> _WRITTEN PROBLEM_: Return all of the records below word for word, with no changes.

> _TASK MATERIAL_:
───

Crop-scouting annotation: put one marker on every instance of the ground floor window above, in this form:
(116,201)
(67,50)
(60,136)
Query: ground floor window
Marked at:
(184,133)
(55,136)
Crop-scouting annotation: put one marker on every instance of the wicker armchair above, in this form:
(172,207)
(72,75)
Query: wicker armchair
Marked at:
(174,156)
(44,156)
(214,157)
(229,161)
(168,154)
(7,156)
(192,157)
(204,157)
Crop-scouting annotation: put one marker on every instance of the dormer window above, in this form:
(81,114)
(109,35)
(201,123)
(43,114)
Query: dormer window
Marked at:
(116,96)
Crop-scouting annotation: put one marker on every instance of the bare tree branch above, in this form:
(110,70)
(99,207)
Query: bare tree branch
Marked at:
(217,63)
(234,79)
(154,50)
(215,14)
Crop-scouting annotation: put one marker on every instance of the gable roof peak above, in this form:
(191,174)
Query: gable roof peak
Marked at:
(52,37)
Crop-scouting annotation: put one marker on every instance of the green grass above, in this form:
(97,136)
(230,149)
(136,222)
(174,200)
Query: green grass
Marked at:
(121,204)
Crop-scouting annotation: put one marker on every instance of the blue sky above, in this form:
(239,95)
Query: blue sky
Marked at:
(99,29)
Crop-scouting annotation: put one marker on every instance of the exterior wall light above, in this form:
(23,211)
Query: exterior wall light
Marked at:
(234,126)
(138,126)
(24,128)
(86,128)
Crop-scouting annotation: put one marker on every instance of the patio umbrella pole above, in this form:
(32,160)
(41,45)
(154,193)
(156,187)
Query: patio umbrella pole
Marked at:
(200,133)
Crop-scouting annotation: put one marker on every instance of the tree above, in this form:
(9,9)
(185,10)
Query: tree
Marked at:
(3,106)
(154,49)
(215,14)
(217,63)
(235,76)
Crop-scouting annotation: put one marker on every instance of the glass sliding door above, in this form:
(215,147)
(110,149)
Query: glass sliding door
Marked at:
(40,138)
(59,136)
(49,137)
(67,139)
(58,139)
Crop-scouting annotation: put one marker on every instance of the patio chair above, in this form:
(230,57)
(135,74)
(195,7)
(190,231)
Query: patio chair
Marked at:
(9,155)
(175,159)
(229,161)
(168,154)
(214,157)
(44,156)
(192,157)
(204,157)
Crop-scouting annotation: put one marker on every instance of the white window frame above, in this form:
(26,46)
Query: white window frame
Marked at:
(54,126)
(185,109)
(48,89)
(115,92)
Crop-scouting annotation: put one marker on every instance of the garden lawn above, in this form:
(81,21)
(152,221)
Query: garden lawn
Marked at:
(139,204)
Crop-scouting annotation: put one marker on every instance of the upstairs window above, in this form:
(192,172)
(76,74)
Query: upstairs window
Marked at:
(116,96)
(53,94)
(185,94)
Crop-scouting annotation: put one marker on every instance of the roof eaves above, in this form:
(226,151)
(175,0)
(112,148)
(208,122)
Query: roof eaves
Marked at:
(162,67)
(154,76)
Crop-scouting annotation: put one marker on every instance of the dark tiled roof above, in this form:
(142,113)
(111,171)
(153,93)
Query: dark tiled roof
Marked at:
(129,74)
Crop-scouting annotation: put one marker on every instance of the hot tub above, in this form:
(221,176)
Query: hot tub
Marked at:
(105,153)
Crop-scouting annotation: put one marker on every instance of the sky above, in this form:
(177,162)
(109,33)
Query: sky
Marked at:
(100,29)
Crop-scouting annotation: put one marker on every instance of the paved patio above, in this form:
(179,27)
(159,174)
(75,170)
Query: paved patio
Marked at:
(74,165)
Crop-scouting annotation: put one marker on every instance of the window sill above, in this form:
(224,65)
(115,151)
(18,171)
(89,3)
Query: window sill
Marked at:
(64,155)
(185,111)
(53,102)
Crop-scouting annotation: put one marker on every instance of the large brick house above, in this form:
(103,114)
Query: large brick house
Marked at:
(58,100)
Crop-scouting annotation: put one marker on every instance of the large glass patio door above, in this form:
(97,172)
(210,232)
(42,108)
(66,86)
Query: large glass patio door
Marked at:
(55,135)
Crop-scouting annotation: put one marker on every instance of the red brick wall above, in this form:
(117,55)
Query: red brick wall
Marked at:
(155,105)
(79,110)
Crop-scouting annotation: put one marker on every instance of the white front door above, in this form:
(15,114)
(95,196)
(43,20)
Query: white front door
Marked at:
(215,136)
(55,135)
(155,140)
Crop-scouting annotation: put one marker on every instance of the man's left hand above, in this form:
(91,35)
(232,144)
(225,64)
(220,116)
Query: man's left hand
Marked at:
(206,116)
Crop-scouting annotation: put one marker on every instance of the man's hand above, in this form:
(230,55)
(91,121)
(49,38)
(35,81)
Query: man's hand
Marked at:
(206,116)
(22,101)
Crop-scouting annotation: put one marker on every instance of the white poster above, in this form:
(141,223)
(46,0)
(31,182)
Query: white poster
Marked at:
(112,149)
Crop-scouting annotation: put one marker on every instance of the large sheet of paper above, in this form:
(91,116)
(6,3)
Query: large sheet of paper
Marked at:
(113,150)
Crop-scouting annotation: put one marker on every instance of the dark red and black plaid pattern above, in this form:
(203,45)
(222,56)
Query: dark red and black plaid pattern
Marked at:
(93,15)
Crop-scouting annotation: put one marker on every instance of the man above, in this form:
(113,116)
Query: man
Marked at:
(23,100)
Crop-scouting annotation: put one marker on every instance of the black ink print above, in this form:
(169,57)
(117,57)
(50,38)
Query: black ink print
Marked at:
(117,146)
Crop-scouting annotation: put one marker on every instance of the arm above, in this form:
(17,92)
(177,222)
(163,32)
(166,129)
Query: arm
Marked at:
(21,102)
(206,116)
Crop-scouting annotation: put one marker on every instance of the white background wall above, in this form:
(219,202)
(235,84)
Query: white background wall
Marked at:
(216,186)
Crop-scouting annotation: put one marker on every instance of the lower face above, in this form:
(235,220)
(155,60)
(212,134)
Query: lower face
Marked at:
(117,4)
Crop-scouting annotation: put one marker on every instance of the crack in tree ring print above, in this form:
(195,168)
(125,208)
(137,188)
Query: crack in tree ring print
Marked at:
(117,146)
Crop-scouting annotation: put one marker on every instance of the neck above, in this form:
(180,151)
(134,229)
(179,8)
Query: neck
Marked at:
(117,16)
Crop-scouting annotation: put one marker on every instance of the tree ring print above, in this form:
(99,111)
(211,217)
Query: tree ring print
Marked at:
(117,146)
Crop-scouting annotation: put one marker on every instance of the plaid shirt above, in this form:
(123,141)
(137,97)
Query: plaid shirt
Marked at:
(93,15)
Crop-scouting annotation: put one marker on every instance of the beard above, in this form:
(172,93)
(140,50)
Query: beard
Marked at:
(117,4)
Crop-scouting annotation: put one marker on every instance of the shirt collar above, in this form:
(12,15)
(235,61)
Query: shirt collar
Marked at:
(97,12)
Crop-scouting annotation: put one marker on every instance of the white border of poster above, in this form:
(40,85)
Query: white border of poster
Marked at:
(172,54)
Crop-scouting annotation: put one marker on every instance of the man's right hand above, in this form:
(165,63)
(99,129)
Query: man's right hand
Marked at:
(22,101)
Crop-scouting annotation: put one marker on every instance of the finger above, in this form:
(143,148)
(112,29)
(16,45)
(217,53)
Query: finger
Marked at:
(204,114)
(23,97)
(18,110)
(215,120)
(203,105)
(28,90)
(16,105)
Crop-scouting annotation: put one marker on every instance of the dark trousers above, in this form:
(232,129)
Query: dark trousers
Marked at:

───

> _FINISHED TASK_:
Crop-scouting annotation: put one marker on every instance of the ground floor window above, in this form:
(116,201)
(67,50)
(60,136)
Query: ground floor window
Marked at:
(184,133)
(55,136)
Crop-scouting annotation: put one marker on every instance of the wicker armchair above, in this form:
(172,207)
(72,75)
Query: wicker armchair
Marked at:
(174,156)
(44,156)
(214,157)
(229,161)
(168,154)
(7,156)
(192,157)
(204,157)
Crop-scouting annotation: put one marker on every instance of the dormer window above, in this form:
(81,114)
(109,35)
(201,123)
(43,114)
Query: dormer window
Marked at:
(116,96)
Crop-scouting annotation: put one marker on every instance of the bare tree branch above, in this form:
(110,70)
(99,207)
Query: bare tree branch
Marked at:
(217,63)
(234,79)
(154,50)
(215,14)
Crop-scouting annotation: put one marker on every instance of the gable roof peak above, in this form:
(191,174)
Query: gable roof peak
Marked at:
(52,37)
Crop-scouting annotation: put one marker on every instance of the green grass above, in this form:
(97,136)
(230,149)
(136,222)
(174,200)
Query: green grass
Marked at:
(121,204)
Crop-scouting annotation: put one marker on every instance of the blue sky above, in this form:
(239,95)
Query: blue sky
Marked at:
(99,29)
Crop-scouting annotation: put one marker on every instance of the exterior wall light above, in this form:
(23,211)
Query: exterior wall light
Marked at:
(234,126)
(138,126)
(24,128)
(86,128)
Crop-scouting annotation: put one marker on every instance of the patio umbrella pole above, in this form:
(32,160)
(41,45)
(154,193)
(156,187)
Query: patio umbrella pole
Marked at:
(200,133)
Crop-scouting annotation: put one marker on every instance of the tree above, in this form:
(9,9)
(185,10)
Query: tree
Marked at:
(3,106)
(154,49)
(215,14)
(217,63)
(235,76)
Crop-scouting annotation: put one marker on every instance of the glass sliding door above, in this form:
(215,147)
(110,149)
Query: glass sliding door
Marked at:
(40,138)
(59,136)
(49,137)
(67,139)
(58,139)
Crop-scouting annotation: put one marker on every instance of the patio chair above, in this form:
(230,57)
(135,74)
(195,7)
(190,231)
Query: patio chair
Marked at:
(9,155)
(175,159)
(229,161)
(168,154)
(214,157)
(44,156)
(192,157)
(204,157)
Crop-scouting annotation: put one marker on every instance of the white window frame above, in this form:
(26,46)
Query: white window frame
Marked at:
(54,126)
(185,109)
(48,89)
(115,92)
Crop-scouting annotation: put one marker on every instance of the garden lawn above, in this form:
(81,21)
(152,221)
Query: garden lawn
Marked at:
(139,204)
Crop-scouting annotation: put one marker on every instance of the upstairs window above, in this form:
(192,172)
(76,74)
Query: upstairs window
Marked at:
(116,96)
(53,94)
(185,94)
Crop-scouting annotation: put one marker on every instance of the roof eaves above, in this form:
(226,151)
(175,0)
(112,148)
(208,122)
Query: roof eaves
Marked at:
(162,67)
(154,76)
Crop-scouting annotation: put one marker on every instance of the dark tiled roof above, in this form:
(142,113)
(111,171)
(153,93)
Query: dark tiled roof
Marked at:
(129,74)
Crop-scouting annotation: put one marker on every instance of the hot tub above, in this form:
(221,176)
Query: hot tub
Marked at:
(105,153)
Crop-scouting annotation: put one marker on every instance of the sky above, in this form:
(177,162)
(109,33)
Query: sky
Marked at:
(100,29)
Crop-scouting annotation: put one marker on every instance of the paved patio above, in this form:
(179,27)
(159,174)
(75,170)
Query: paved patio
Marked at:
(74,165)
Crop-scouting annotation: put one marker on every instance of the window sill above, in this form:
(224,65)
(115,151)
(18,171)
(89,3)
Query: window sill
Marked at:
(64,155)
(185,111)
(53,102)
Crop-scouting annotation: put one marker on every instance of the large brick house above, in this form:
(103,114)
Query: large brick house
Marked at:
(58,100)
Crop-scouting annotation: put one marker on every instance of the large glass patio door above, in this form:
(97,172)
(210,232)
(42,108)
(66,86)
Query: large glass patio door
Marked at:
(55,135)
Crop-scouting annotation: put one marker on every instance of the red brick wall above, in this form:
(117,55)
Query: red brick wall
Marked at:
(155,105)
(79,110)
Crop-scouting annotation: put one marker on every instance of the white front door above, in this form:
(15,114)
(95,196)
(43,20)
Query: white front door
Marked at:
(215,136)
(55,135)
(155,140)
Crop-scouting annotation: put one marker on every instance of the man's left hand above, in this form:
(91,35)
(232,144)
(225,64)
(220,116)
Query: man's left hand
Marked at:
(206,116)
Crop-scouting annotation: put one marker on every instance of the man's hand above, in this form:
(230,55)
(91,121)
(49,38)
(35,81)
Query: man's hand
Marked at:
(206,116)
(22,101)
Crop-scouting annotation: put one marker on every instance of the white poster above, in this form:
(141,223)
(46,0)
(31,182)
Query: white poster
Marked at:
(112,149)
Crop-scouting annotation: put one marker on every instance of the large sheet of paper above, in this form:
(91,116)
(6,3)
Query: large sheet of paper
Marked at:
(113,150)
Crop-scouting annotation: put one marker on every instance of the dark red and black plaid pattern above, in this form:
(203,45)
(222,56)
Query: dark red and black plaid pattern
Marked at:
(93,15)
Crop-scouting annotation: put one marker on every instance of the man above, in this form:
(113,116)
Query: man
Marked at:
(23,100)
Crop-scouting annotation: put one marker on every instance of the black ink print above, in this form:
(169,57)
(117,57)
(50,38)
Query: black ink print
Marked at:
(117,146)
Crop-scouting annotation: put one marker on every instance of the arm above, in this form:
(17,92)
(177,222)
(163,32)
(166,129)
Query: arm
Marked at:
(21,102)
(206,116)
Crop-scouting annotation: put one marker on every instance of the white background wall above, in this form:
(219,202)
(235,84)
Query: white background wall
Marked at:
(216,186)
Crop-scouting annotation: put one marker on every instance of the lower face above, in this form:
(235,220)
(155,60)
(212,134)
Query: lower face
Marked at:
(117,4)
Crop-scouting annotation: put one marker on every instance of the crack in tree ring print above, in this form:
(195,168)
(125,208)
(137,188)
Query: crack in tree ring print
Marked at:
(117,146)
Crop-scouting annotation: put one marker on every instance of the neck above, in this form:
(180,151)
(134,229)
(179,8)
Query: neck
Marked at:
(117,16)
Crop-scouting annotation: put one marker on every instance of the tree ring print above, in this form:
(99,111)
(211,217)
Query: tree ring print
Marked at:
(117,146)
Crop-scouting annotation: put one marker on every instance of the plaid shirt above, in this form:
(123,141)
(137,97)
Query: plaid shirt
Marked at:
(93,15)
Crop-scouting annotation: put one marker on every instance of the beard above, in this form:
(172,93)
(140,50)
Query: beard
Marked at:
(117,4)
Crop-scouting annotation: put one marker on every instance of the shirt collar above, in this form:
(12,15)
(235,61)
Query: shirt collar
Marked at:
(97,12)
Crop-scouting annotation: put one marker on every instance of the white border of poster above, in this form:
(40,85)
Query: white border of poster
Marked at:
(172,54)
Crop-scouting annotation: put one marker on every instance of the man's right hand above, in this form:
(165,63)
(99,129)
Query: man's right hand
Marked at:
(22,101)
Crop-scouting annotation: put one marker on every instance of the finger above, in this form:
(143,148)
(112,29)
(16,45)
(217,53)
Query: finger
Marked at:
(204,114)
(23,97)
(18,110)
(215,120)
(203,105)
(28,90)
(16,105)
Crop-scouting annotation: put one marker on every instance of the dark trousers above, in this form:
(232,129)
Query: dark trousers
Marked at:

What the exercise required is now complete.